**Text provided**
Food & agriculture – Sept 26

September 26, 2010

Click on the headline (link) for the full text.

Many more articles are available through the Energy Bulletin homepage.


Watch Colbert’s statement before Congress on Migrant Farmworkers

Stephen Colbert, MSNBC
Watch Stephen Colbert deliver a prepared statement on immigration before the House Judiciary Subcommittee.

Visit msnbc.com for breaking news, world news, and news about the economy

(24 September 2010)
Related: Stephen Colbert packs corny punch in testimony before Congress. (Guardian)

Stephen Colbert Takes On Congress, Sarcastically Argues for Farm Workers (ABC News)

 


Colbert Annoys Press Corps . . . Again

Jeff Cohen, CommonDreams
Let’s face it: Some in the Washington press corps still resent Stephen Colbert because he so brilliantly lampooned them to their faces at the 2006 White House Correspondents Dinner over their coziness with the Bush White House.

Yesterday, some elite journalists couldn’t contain their anger after Colbert testified before Congress on behalf of immigrant farm workers — mostly in character (with some funny and not-so-funny jokes) and partly in total seriousness: "I like talking about people who don’t have any power and it seems like some of the least powerful people in the United States are the migrant workers who come and do our work and don’t have any rights as a result . And yet we still invite them to come here, and at the same time ask them to leave."

Thanks to Colbert, a hearing on migrant workers that would have been ignored by mainstream journalists was jam-packed with mainstream journalists.

**Source data**

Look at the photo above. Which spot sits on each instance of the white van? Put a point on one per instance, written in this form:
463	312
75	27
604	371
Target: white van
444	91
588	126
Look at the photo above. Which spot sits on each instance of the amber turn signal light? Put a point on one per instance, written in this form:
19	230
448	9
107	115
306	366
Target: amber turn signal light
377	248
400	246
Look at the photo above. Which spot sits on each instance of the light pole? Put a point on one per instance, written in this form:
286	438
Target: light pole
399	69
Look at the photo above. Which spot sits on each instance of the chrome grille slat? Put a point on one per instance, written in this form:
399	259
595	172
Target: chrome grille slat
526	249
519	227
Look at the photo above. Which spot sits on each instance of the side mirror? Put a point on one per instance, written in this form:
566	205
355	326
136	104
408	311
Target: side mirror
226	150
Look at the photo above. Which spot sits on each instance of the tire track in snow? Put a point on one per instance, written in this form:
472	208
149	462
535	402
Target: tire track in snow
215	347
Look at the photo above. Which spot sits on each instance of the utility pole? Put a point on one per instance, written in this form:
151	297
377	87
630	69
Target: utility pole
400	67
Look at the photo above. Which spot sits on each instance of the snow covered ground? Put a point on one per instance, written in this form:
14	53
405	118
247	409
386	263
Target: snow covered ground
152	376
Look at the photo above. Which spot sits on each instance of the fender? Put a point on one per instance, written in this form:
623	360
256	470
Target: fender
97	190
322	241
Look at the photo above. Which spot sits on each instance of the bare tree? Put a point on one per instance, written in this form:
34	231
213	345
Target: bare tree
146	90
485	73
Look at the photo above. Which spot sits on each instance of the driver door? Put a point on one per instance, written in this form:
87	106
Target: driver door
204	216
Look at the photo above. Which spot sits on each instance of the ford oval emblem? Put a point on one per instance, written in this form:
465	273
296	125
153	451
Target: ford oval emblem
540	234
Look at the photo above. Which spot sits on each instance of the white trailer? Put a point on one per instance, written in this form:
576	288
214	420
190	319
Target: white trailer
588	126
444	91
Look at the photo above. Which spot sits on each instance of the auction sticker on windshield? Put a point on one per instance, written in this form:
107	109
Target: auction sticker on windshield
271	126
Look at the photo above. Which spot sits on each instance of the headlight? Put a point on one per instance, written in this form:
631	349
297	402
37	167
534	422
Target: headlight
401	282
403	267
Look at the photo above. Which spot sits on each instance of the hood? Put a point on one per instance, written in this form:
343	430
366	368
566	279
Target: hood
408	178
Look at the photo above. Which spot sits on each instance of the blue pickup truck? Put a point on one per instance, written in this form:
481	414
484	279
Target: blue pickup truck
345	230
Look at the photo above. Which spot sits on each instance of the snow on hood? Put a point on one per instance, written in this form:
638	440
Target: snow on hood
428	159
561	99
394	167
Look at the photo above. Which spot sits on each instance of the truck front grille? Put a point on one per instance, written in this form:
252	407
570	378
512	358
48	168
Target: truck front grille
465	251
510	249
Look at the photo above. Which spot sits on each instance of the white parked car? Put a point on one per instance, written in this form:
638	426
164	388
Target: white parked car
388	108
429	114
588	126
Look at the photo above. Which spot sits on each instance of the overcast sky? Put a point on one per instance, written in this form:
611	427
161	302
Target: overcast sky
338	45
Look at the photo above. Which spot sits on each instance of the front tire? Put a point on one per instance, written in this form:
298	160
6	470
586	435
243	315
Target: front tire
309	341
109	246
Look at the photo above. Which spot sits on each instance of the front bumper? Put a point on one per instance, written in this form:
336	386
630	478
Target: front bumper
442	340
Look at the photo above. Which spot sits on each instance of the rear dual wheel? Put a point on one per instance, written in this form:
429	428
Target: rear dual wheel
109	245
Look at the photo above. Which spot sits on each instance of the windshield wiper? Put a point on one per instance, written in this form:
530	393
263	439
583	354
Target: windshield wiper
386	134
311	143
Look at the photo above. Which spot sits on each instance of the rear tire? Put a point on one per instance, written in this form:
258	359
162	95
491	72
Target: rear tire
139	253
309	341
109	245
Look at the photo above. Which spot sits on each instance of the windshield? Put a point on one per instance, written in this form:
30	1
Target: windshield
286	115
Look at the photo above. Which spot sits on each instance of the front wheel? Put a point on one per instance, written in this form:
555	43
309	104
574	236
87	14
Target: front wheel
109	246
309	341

**Activity list**
a - Rewrite the paragraph in the news digest beginning "Let’s face it" as one shorter sentence that keeps its main facts.
b - According to the news digest, before which body did Stephen Colbert deliver his prepared statement on immigration?
The records are separate material and have no connection to the news digest.

**Answers to the problems**
a - Some Washington journalists still resent Stephen Colbert for mocking them to their faces at the 2006 White House Correspondents Dinner over their closeness to the Bush White House.

b - The House Judiciary Subcommittee.